__Goal__
Convert the entries, from the line containing "arm --coords whole-pixels" through the last line, into a JSON list of strings with one string per line, skipping blank lines. Leave out everything before that line.

__Given records__

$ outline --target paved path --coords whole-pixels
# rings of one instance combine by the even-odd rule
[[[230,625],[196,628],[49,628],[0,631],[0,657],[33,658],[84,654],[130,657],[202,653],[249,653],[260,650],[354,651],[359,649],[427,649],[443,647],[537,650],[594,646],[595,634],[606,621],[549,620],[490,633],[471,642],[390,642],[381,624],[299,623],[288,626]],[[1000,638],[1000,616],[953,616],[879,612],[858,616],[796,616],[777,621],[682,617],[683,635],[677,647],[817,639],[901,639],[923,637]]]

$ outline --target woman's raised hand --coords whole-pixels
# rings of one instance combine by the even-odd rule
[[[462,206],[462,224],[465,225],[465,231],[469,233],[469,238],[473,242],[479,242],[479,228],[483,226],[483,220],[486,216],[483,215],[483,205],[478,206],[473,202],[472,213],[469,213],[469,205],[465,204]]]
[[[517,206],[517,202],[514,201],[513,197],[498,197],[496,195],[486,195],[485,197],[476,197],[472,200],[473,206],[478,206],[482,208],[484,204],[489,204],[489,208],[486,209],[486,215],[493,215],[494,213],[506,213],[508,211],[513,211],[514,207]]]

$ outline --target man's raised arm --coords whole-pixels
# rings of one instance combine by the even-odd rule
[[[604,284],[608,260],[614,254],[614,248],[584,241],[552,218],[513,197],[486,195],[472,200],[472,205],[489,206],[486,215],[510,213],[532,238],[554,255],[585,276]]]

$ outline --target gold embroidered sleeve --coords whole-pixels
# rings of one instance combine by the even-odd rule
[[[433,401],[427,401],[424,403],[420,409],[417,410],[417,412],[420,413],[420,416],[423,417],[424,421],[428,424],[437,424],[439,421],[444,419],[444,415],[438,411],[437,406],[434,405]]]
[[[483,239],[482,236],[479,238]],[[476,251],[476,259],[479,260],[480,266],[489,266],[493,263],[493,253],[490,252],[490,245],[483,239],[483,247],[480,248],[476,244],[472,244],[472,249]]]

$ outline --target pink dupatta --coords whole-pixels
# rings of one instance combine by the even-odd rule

__Task output__
[
  "$ outline --target man's raised arm --coords whole-pixels",
  "# rings of one instance combine by the even-odd rule",
  "[[[604,284],[608,260],[614,254],[614,248],[584,241],[552,218],[513,197],[486,195],[472,200],[472,205],[489,206],[486,215],[510,213],[532,238],[554,255],[585,276]]]",
  "$ outline --target gold embroidered sleeve --coords whole-pixels",
  "# rings of one instance combine by the even-odd rule",
  "[[[433,401],[427,401],[424,403],[420,409],[417,410],[417,412],[420,413],[420,416],[423,417],[424,421],[428,424],[437,424],[439,421],[444,419],[444,415],[438,411],[437,406],[434,405]]]",
  "[[[483,239],[482,236],[479,238]],[[476,251],[476,259],[479,260],[480,266],[489,266],[493,263],[493,253],[490,252],[490,245],[483,239],[483,247],[480,248],[476,244],[472,244],[472,249]]]",
  "$ outline --target pink dupatta --coords whole-pixels",
  "# rings of one instance combine by the even-odd rule"
]